*How to complete this task*: Begin at the line with "point(770, 616)" and set down each line exactly until the listing ends. Images stay out.

*Available data*:
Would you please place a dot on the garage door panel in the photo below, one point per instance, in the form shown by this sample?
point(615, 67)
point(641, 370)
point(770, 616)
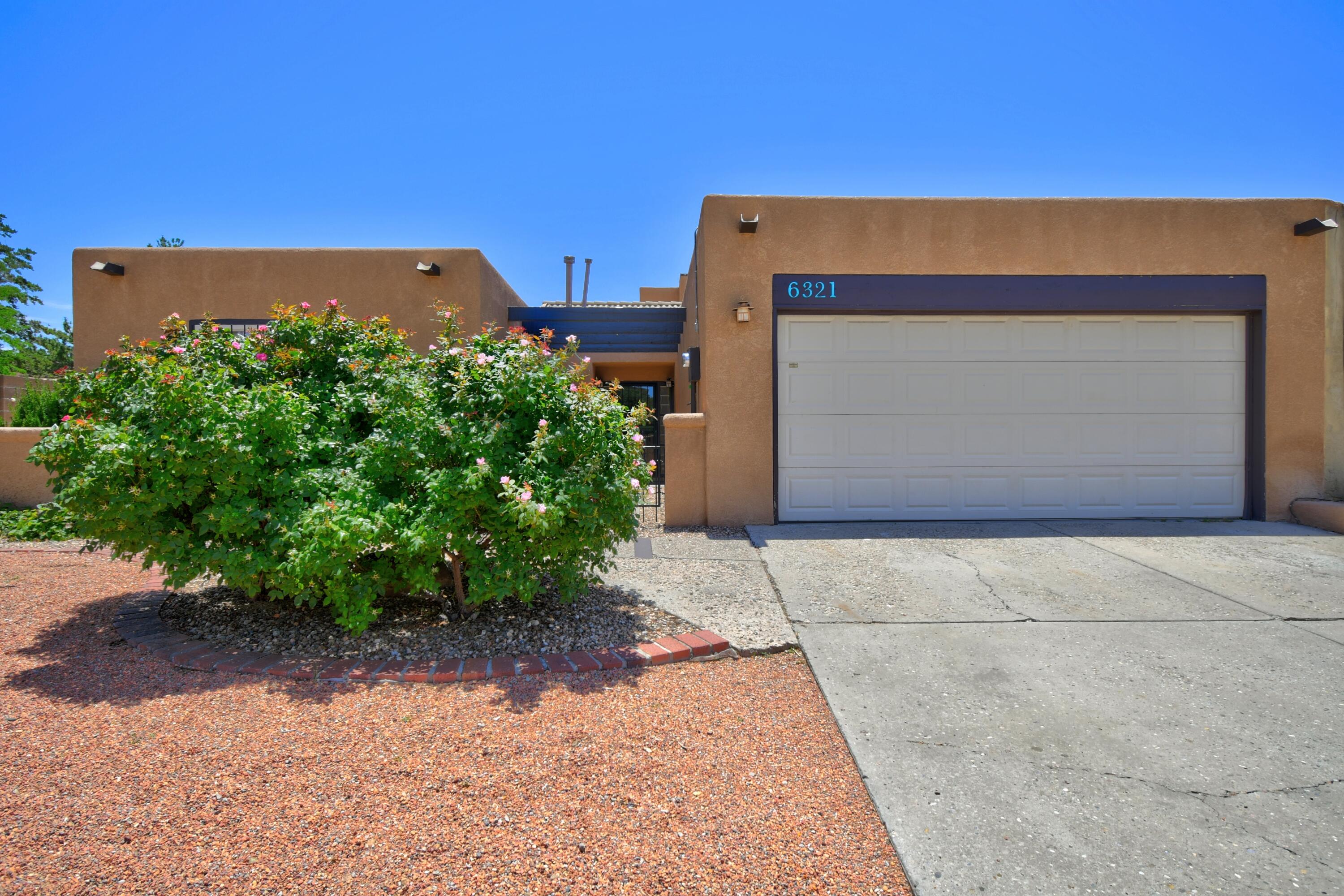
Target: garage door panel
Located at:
point(972, 388)
point(1019, 440)
point(1002, 493)
point(921, 338)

*Answer section*:
point(770, 616)
Target: garage door panel
Located at:
point(972, 388)
point(1019, 440)
point(1002, 493)
point(921, 338)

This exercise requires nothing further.